[About this exercise] In the text on recommended external targets, rewrite the paragraph that begins "Why it fits robustcov: robustcov is unlikely" as a short list, keeping its main facts.

[Text block]
Recommended external targets
----------------------------
.. raw:: html
Credit-card fraud detection
---------------------------
**Script:** ``examples_external/kaggle_credit_card_fraud.py``
**Expected data:** a CSV such as Kaggle's credit-card fraud dataset with a binary ``Class`` column.
**Why it fits robustcov:** fraud is rare, the feature distribution is non-Gaussian, and robust distances provide an interpretable score for ranking suspicious transactions.
**Recommended metric:** PR AUC first, then F1 at the chosen contamination threshold. ROC AUC can look deceptively high on very imbalanced fraud data.
.. code-block:: bash
python examples_external/kaggle_credit_card_fraud.py \
--data /path/to/creditcard.csv
IEEE-CIS transaction fraud
--------------------------
**Script:** ``examples_external/kaggle_ieee_cis_fraud.py``
**Expected data:** ``train_transaction.csv`` with ``isFraud`` and ``TransactionID`` columns.
**Why it fits robustcov:** robustcov is unlikely to replace a full supervised gradient-boosting competition pipeline, but it can provide fast unsupervised transaction scores, preprocessing filters, and interpretable anomaly profiles.
.. code-block:: bash
python examples_external/kaggle_ieee_cis_fraud.py \
--data /path/to/train_transaction.csv \
--max-rows 100000
Predictive maintenance
----------------------
**Script:** ``examples_external/kaggle_predictive_maintenance.py``
**Expected data:** a sensor or equipment table with a failure indicator such as ``Machine failure``, ``failure``, or ``target``.

[Given entries]
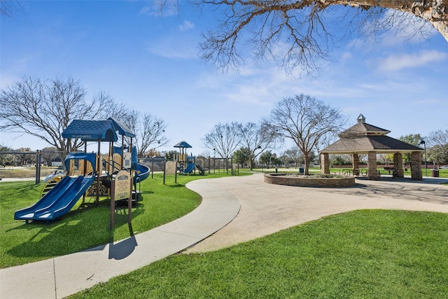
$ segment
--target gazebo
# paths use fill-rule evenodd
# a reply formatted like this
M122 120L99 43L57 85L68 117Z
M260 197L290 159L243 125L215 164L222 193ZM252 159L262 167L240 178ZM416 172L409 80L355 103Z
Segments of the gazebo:
M391 131L365 123L363 114L358 117L358 123L339 134L340 139L320 152L321 172L330 173L330 154L352 155L354 174L359 168L358 155L368 155L369 179L378 179L377 154L393 153L393 169L398 177L403 177L402 153L411 153L411 179L421 180L421 157L423 149L386 136Z

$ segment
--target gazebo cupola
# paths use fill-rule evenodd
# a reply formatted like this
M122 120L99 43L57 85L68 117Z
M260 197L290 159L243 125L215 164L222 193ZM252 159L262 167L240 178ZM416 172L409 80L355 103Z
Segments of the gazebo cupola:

[Answer area]
Why robustcov fits IEEE-CIS transaction fraud:
- It probably won't replace a full supervised gradient-boosting competition pipeline.
- It can provide fast unsupervised transaction scores.
- It can provide preprocessing filters.
- It can provide interpretable anomaly profiles.